(Location identification entries)
__________

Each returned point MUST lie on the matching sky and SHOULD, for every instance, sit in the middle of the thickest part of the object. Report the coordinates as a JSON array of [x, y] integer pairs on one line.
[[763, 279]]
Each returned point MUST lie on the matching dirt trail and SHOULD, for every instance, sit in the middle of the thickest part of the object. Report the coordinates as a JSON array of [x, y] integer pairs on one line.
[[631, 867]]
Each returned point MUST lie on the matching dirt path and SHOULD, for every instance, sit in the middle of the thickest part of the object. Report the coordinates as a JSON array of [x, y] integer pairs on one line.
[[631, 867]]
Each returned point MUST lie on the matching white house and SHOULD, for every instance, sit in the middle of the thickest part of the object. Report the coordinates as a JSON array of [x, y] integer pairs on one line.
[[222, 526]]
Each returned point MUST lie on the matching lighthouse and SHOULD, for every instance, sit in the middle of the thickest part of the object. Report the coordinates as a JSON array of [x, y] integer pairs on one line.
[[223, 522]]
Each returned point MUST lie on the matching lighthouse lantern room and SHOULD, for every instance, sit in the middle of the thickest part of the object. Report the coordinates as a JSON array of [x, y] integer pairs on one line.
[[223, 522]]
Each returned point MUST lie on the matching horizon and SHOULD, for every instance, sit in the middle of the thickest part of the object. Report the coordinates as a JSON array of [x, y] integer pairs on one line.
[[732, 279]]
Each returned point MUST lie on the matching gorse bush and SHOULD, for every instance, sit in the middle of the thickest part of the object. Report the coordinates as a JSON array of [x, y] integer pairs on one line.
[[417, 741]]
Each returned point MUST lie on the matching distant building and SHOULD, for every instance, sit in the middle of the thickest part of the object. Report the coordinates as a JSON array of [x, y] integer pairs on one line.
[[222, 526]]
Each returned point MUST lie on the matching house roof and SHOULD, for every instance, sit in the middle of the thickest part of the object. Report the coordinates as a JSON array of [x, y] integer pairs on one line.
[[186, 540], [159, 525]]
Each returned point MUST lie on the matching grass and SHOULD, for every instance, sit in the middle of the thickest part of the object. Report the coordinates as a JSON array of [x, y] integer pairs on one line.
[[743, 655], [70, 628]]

__________

[Your objective]:
Lay out every line of the records above as a Markdown table with the columns "Row" and "Line", numbering the rows and leaving out blank lines.

[Correct result]:
| Row | Line |
|---|---|
| 1 | Each returned point MUST lie on the matching sky and SHOULD, for every instance, sit in the middle of the thickest part of the object. Report the coordinates as a JSON array of [x, y] integer pairs on one line. |
| 2 | [[763, 279]] |
| 3 | Each returned point MUST lie on the matching dirt trail and SHOULD, for every instance, sit in the middle of the thickest part of the object. Report the coordinates as a JSON array of [x, y] integer pairs on one line. |
| 4 | [[631, 867]] |
| 5 | Each returned point MUST lie on the matching dirt path and SHOULD, for every instance, sit in the middle of the thickest part of the object. Report the coordinates as a JSON array of [x, y] integer pairs on one line. |
| 6 | [[631, 867]] |
| 7 | Each returned point MUST lie on the matching white house and SHOULD, for every instance, sit in the middle of the thickest part of the object. Report the coordinates as a JSON array of [x, y] integer pairs on one line. |
| 8 | [[222, 526]] |
| 9 | Each returned point MUST lie on the matching lighthouse and SHOULD, for every instance, sit in the middle of the thickest part of the object. Report the coordinates as a JSON array of [x, y] integer pairs on one line. |
| 10 | [[223, 522]] |
| 11 | Each returned point MUST lie on the matching lighthouse lantern room and SHOULD, for every instance, sit in the middle of the thickest part of the object. Report the coordinates as a JSON array of [x, y] integer pairs on one line. |
| 12 | [[223, 522]] |
| 13 | Each returned point MUST lie on the matching horizon and SHOULD, for every instance, sit in the middle of the thickest part of the object. Report the coordinates as a JSON array of [x, y] integer pairs on one line. |
| 14 | [[732, 279]] |
| 15 | Each returned point MUST lie on the matching gorse bush and SHOULD, for every instance, sit in the middle of the thickest part of the object. Report the coordinates as a JSON array of [x, y] integer pairs on one line. |
| 16 | [[417, 741]] |
| 17 | Each returned point MUST lie on the matching distant building and SHOULD, for every instance, sit in the middle of the thickest part of the object. Report the coordinates as a JSON array of [x, y] integer pairs on one line. |
| 18 | [[222, 526]] |
| 19 | Each returned point MUST lie on the matching house roof and SHOULD, for every instance, sit in the middle of the thickest part of the object. Report the coordinates as a JSON array of [x, y] integer pairs on one line. |
| 20 | [[186, 540], [159, 525]] |
| 21 | Each returned point MUST lie on the matching grass and SHOULD, for every instance, sit in the middle of the thickest part of the object. Report the coordinates as a JSON array of [x, y] integer pairs on one line. |
| 22 | [[743, 655], [70, 628]] |